**DATA TO PROCESS:**
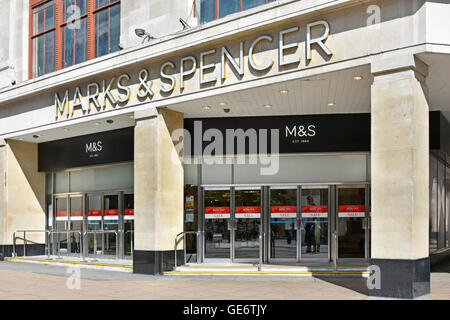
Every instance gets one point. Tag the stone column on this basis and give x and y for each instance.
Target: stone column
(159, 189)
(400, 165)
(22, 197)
--
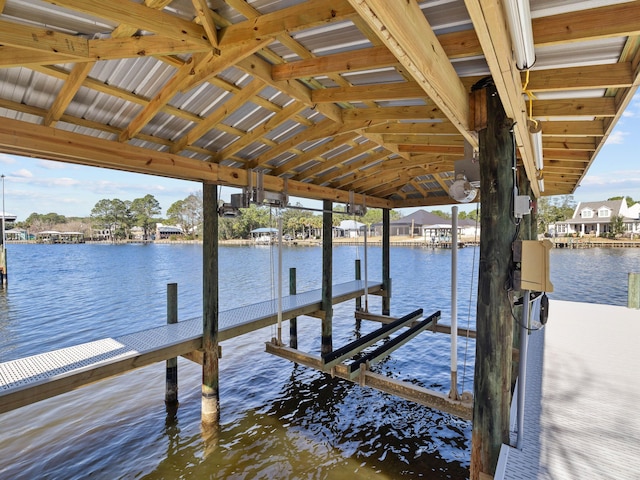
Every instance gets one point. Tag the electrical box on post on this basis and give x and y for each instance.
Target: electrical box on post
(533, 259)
...
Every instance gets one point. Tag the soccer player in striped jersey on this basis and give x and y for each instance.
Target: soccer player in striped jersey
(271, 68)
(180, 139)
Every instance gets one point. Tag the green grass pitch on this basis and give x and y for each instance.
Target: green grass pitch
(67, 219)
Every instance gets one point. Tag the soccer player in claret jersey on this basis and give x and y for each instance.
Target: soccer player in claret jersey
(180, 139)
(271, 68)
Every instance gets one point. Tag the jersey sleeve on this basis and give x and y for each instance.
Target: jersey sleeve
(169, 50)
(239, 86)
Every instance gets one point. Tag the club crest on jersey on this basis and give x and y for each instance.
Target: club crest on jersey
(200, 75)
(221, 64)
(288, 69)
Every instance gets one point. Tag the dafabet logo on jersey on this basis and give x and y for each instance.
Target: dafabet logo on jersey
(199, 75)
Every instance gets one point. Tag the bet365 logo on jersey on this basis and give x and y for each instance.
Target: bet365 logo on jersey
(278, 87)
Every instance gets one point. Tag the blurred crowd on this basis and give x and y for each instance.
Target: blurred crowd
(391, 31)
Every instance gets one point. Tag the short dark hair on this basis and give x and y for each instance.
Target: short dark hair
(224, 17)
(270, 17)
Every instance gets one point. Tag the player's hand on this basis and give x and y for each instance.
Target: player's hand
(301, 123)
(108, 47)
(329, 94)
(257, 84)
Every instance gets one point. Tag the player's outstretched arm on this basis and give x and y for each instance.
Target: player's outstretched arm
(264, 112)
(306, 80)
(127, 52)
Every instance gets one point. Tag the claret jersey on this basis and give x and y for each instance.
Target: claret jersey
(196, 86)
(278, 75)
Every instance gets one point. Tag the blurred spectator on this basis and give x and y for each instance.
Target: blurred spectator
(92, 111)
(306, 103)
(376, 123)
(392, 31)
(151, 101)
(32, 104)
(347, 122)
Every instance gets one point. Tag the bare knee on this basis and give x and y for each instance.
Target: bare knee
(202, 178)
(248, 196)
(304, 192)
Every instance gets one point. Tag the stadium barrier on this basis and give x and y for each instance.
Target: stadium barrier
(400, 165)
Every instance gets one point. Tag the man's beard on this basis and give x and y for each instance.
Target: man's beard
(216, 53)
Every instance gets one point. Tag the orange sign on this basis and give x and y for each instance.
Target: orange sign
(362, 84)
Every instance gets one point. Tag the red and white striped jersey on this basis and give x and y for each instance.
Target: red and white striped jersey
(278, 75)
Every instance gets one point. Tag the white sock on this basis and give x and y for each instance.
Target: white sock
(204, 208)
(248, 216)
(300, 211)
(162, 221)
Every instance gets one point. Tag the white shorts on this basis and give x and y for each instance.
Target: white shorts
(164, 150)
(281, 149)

**TASK GOAL:**
From the records above, transcribe exactly the run of lines that opens with the line holding "Every instance gets one point. Tag the club" and closes with the line holding "Every instance gets one point. Tag the bet365", both included.

**EXPECTED ANSWER:**
Every instance gets one point. Tag the club crest on jersey on this basis and give x and y for each instance.
Target: club crest on jersey
(200, 75)
(221, 64)
(288, 69)
Every instance gets one point. Tag the dafabet logo on jersey on this basis and give x and y for each instance.
Target: dafabet logo on jersey
(199, 75)
Every instance gets one point. Tag the bet365 logo on jersey on this basis and give x and y for each instance.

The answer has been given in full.